◆ **OBJECTIVE**: In the robustness-test passage below, why does the study measure AWP again with principal component analysis? Answer in one to three sentences.

◆ **SELECTED TEXT**:

::::

4.4 Robustness tests

In analyzing the impact of rural human capital on AWP, a bidirectional causal relationship may exist, which could lead to endogeneity issues that bias the findings. To ensure the robustness of the empirical results, this study conducts three robustness tests: replacing the dependent variable, altering the spatial weight matrix, and changing the parameter estimation method.

4.4.1 Replacement of dependent variable

The previous study has measured AWP using the super-efficient SBM model, which effectively evaluates AWP by integrating both inputs and outputs. To assess the sensitivity of the empirical results to different measures of AWP, this study applies principal component analysis to re-measure AWP prior to parameter estimation. The results corresponding to this approach are presented in column (1) of Table 6. The consistent findings regarding the spatial spillover effects of rural human capital on AWP further validate the reliability and robustness of the empirical results.

Table 6

Table 6. Results of robustness test.

4.4.2 Different spatial weight matrices

In addition to employing the economic-geographical nested spatial weight matrix, we also apply the economic distance weight matrix (W1) and inverse distance weight matrix (W2) for robustness testing. As shown in columns (2) and (3) of Table 6, the coefficients for rural human capital and its spatial lag term remain significantly positive, indicating that the positive spatial spillover effects of rural human capital on AWP are both stable and significant. The use of different spatial weight matrices does not change the primary conclusion of this study. Enhancing rural human capital is an effective approach for improving AWP in both local and spatially connected areas.

::::

◆ **SOURCE EXCERPT**:
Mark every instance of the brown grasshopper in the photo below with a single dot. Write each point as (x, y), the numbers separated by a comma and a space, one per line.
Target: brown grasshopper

::::

◆ **THE RESULT**: The study uses principal component analysis to test how sensitive its empirical results are to a different measure of AWP. AWP had first been measured with the super-efficient SBM model, so measuring it again this way checks whether the findings still hold.